— START Excerpt provided —

As far as I can tell it crashes even before it uses swap, I
had one test where it didn’t use swap space at all. Were you able to find
any reason for the memory usage to shoot up like that?
Bryan
From:
ejabberd-bounces <at> jabber.ru [mailto:ejabberd-bounces <at> jabber.ru] On Behalf Of Staudinger, Ulrich
Sent: Monday, February 06, 2006
12:41 PM
To: ejabberd <at> jabber.ru
Subject: AW: [ejabberd] Jab_simul
crashing ejabberd service
That basically matches my experience.
Everything goes fine until the server
starts to swap. So,
, try to not bring it into swapping.
We have had 20k users with 1 message per 1
user in 1 minute -> 20k messages/minute on a 1GB machine for days. No
problems so far.
The restriction that i found is the
memory consumption - it goes linear up through the ceiling. With 1GB of
Ram, 22k is the max for our linux machine. .
Cheers,
Ulrich
Von:
ejabberd-bounces <at> jabber.ru [mailto:ejabberd-bounces <at> jabber.ru] Im Auftrag von Bryan Barnes
Gesendet: Montag, 6. Februar 2006
19:36
An: ejabberd <at> jabber.ru
Betreff: [ejabberd] Jab_simul
crashing ejabberd service
Hello,
I am running Ejabberd 1.0.0 with Erlang 10B-8. I am using Jab_simul to
benchmark the system, and am using
http://tkabber.jabber.ru/files/badlop/jab_simul.xml.chat60 as a baseline for my
testing. I have modified it for my server, and turned off rostering. I can run
the test successfully, and as I lower the message frequency my performance
degrades as I expected it to. However, I notice that during these tests my
server occasionally spikes in memory usage and begins using swap space, then
the jabber service refuses all further connections.
The test will run with no errors for about an hour with message
frequency of 500 ms, then in the space of 5 minutes the memory usage will spike
from 400MB to 2GB and the swap space usage will jump from 0MB to 1GB. Then all
current connections are dumped and all further connections are refused. Even if
I restart the ejabberd service I am unable to log in, and have to restart the
server before I can connect again.
I am running Gentoo 2.6.14-r5 with 2GB of memory and a 1GB NIC. I have
ejabberd starting as a service with the following command line:
ulimit -n 15000;/usr/local/bin/erl -pa /var/lib/ejabberd/ebin -sname
ejabberd -s ejabberd -env ERL_MAX_PORTS 5000 -env ERL_MAX_ETS_TABLES 20000
-ejabberd config \"/etc/ejabberd/ejabberd.cfg\" log-path
\"/var/log/ejabberd.log\" -sasl sasl_error_logger
\{file,\"var/log/ejabberd/sasl.log\"\} -mnesia dir
\"var/lib/ejabberd/spool\" +P 250000 +K true -detached
After troubleshooting:
No error messages appear on the ejabberd server,
I checked the ejabberd.log, sasl.log, and the server logs. All of the errors
appeared on the Jab_simul server.

— END Excerpt provided —
— START Stored rows —

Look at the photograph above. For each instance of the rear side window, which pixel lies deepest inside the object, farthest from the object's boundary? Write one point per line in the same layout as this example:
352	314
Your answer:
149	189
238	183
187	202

— END Stored rows —

▶ [Instruction A]: In the ejabberd crash thread, what message frequency was the test using when it ran for about an hour before the memory spike?
▶ [Instruction B]: Continue the ejabberd crash thread from the point where it stops.

▶ [Response A]: 500 ms.

▶ [Response B]:
I figured out that every time the server
crashed the ejabberd server, the jab_simul server had run out of disk space. I assumed
this was unrelated, but setup a cron job to delete the tmp log files. This did
make the error go away, and I was able to run a simulation for 70 hours this
weekend with no errors. I had 500 users with a message frequency of 100 ms
using 160MB of memory.
I was able to recreate the error even with
these settings by adding an additional 300 users, bringing me to 800 total. The
job runs for 5 minutes, then I start getting Kolejka za dluga, pakiet
anulowany! errors. Shortly after that I get POLLERR: Connection terminated and
POLLERR: Connection refused errors. All of these errors occur on the
Jab_simul server.
Checking my ejabberd server, my beam
service has become a zombie process, and is still running, but refuses all
connections. The memory usage on the server spiked and then came back down
after the beam service crashed.
If I dial the message frequency back to
500 ms with 800 users, it runs.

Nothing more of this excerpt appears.